* [Exercise directions] Continue the post about rebasing a git feature branch onto master, picking up after its last shown sentence.

* [Source excerpt]

=======

I have a github repository which follows the following branching strategy :-

  1. Has a long living master branch
  2. feature branches are cut off from master whenever a new feature has to be worked upon. Eg. feature/A, feature/B
  3. Story, defect or task branches are cut off from individual feature branches which they are part of.
  4. Multiple features can be in development parallely.
  5. Story, defect, task branches are merged to respective feature branches as and when the work for these are complete.
  6. After completion of each feature, the work done on that feature has to be merged to master branch

Now, assuming feature/A and feature/B are being worked upon simultaneously and the team working on feature/A finishes the feature first and raises a simple Pull Request to merge changes to master branch.

After the work on feature/B is finished, we would like to rebase it on top of master to get the latest changes from master (which contains feature/A work) before raising a pull request to merge changes from feature/B branch to master.

What is the proper way to do rebase in this case?

Here are 2 approaches I have tried out -

Approach 1 :-

  1. Create a new brach from feature/B branch on local working copy, eg. - task/rebase
  2. Run git rebase master
  3. Resolve conflicts and continue rebase iteratively until it completes.
  4. Push task/rebase branch to remote repository.
  5. Raise a PR from task/rebase to master.

Questions on this approach 1 -

  1. Shall the PR be raised from task/rebase to feature/B? In this case, it anyway does not allow to merge the changes.
  2. If following this approach, how to get the changes in feature/B branch after step 5?

Approach 2 :-

  1. Checkout feature/B branch on local working copy.
  2. Run git rebase master
  3. Resolve conflicts and continue rebase iteratively until it completes.
  4. Pull from remote feature/B branch as the local copy has diverged and does not allow a push before a pull. Resolve some conflicts again.

=======

* [Extracted data]
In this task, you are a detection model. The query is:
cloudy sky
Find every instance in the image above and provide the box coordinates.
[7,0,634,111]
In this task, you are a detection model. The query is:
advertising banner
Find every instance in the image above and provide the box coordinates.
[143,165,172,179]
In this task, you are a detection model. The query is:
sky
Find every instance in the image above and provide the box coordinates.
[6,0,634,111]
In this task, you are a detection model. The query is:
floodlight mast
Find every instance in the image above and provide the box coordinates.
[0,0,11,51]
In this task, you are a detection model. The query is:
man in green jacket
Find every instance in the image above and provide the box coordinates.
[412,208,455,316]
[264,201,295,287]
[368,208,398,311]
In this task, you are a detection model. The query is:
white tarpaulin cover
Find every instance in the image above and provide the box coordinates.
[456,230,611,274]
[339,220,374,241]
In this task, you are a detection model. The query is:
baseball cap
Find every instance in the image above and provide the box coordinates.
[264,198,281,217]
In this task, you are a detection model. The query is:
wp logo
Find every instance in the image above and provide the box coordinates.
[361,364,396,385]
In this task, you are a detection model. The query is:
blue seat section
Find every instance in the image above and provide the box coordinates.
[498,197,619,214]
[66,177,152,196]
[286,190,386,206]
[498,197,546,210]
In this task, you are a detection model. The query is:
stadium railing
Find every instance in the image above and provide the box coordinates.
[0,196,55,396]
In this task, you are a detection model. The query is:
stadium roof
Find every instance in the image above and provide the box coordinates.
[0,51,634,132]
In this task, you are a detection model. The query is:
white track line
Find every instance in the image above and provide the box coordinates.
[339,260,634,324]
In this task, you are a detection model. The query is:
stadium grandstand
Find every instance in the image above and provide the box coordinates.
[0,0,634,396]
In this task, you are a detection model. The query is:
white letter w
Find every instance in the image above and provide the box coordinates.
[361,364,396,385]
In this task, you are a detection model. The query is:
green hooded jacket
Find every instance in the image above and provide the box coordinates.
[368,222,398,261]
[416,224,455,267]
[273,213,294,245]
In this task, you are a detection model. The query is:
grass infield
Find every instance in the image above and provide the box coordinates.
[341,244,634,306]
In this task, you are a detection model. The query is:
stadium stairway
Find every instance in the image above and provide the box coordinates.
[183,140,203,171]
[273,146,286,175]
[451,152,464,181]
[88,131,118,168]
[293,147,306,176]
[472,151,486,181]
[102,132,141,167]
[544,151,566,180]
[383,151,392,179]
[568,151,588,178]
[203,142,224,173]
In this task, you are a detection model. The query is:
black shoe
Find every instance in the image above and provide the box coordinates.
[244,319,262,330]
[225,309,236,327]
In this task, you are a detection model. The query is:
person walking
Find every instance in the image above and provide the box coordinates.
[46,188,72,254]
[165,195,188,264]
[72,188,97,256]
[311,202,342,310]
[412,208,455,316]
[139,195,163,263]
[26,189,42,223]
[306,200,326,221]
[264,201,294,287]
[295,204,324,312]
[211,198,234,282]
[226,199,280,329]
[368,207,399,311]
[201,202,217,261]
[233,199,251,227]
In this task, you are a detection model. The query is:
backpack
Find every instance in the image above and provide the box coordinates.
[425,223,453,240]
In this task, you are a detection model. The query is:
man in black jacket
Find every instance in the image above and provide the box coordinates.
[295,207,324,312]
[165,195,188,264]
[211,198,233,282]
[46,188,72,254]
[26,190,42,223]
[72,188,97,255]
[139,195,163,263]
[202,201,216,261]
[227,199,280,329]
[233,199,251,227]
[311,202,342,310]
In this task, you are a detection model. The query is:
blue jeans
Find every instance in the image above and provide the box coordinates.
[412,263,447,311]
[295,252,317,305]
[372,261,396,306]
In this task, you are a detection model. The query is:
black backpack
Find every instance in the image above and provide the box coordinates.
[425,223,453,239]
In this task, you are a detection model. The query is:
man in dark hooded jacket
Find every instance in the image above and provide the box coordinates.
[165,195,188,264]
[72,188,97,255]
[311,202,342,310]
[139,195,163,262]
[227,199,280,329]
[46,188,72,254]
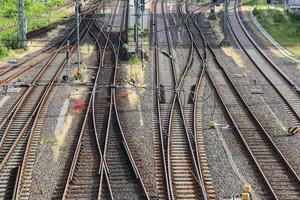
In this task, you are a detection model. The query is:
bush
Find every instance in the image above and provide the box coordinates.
[288,12,300,22]
[243,0,257,5]
[0,43,8,58]
[0,29,19,49]
[273,12,285,23]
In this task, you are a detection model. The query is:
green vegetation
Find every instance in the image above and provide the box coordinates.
[128,56,142,65]
[253,0,300,56]
[0,0,67,58]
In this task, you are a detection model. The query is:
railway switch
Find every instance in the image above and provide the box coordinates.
[242,193,250,200]
[243,184,251,193]
[208,121,217,129]
[288,126,300,135]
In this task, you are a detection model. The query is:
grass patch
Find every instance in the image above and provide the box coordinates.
[0,0,69,58]
[128,56,142,65]
[253,0,300,56]
[221,46,245,67]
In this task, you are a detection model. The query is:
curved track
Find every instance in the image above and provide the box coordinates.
[63,1,149,199]
[154,2,207,199]
[190,2,300,199]
[228,0,300,126]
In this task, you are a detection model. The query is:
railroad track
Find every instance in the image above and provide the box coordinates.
[0,1,104,199]
[0,2,102,85]
[189,2,300,199]
[154,2,207,199]
[62,2,109,199]
[63,1,149,199]
[228,0,300,126]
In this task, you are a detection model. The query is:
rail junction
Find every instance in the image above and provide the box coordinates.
[0,0,300,200]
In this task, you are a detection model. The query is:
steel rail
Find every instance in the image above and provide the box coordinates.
[58,3,110,199]
[191,4,300,199]
[0,13,94,170]
[0,11,97,136]
[228,0,300,123]
[162,2,207,199]
[153,0,171,199]
[9,2,102,199]
[99,1,150,199]
[0,2,102,85]
[179,1,218,199]
[234,0,300,92]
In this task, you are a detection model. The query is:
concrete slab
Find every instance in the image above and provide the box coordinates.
[0,96,10,108]
[54,99,70,135]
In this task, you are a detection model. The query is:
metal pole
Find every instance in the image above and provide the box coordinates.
[76,0,80,71]
[134,0,139,55]
[223,0,228,42]
[18,0,27,48]
[221,0,229,46]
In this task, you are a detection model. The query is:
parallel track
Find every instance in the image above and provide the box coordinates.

=======

* [Written reply]
  5. Push changes to remote repository and raise PR from feature/B branch to master branch.

Questions on this approach 2 -

  1. Is it the proper way to do rebase? I see repeated commits when PR in step 5 is raised.

CodePudding user response:

Git allows you to rewrite history (rebase) and force that onto the remote (assuming the required permissions) with git push -f.

The other way to combine divergent history is to merge. For example, you could first merge master into feature/B to resolve conflicts instead of doing a rebase. Or you could merge directly into master.

If you have multiple people working on feature/B, rebasing is generally not the best approach, unless all work has stopped and everyone is ready to close the branch. Otherwise, it can create race conditions where someone pushes changes after you start the rebase, but before you force-push, losing their work.

If you insist on rebasing, Approach 1 will give you no avantage. Approach 2 is almost the correct way to do it. The only problem is step 4 is undoing all the benefit of the rebase. Instead of merging feature/B with origin/feature/B, you need to do git push --force to update the remote with the new commit history.

As Approach 2, step 4 implies, merging may still be the best approach in your situation.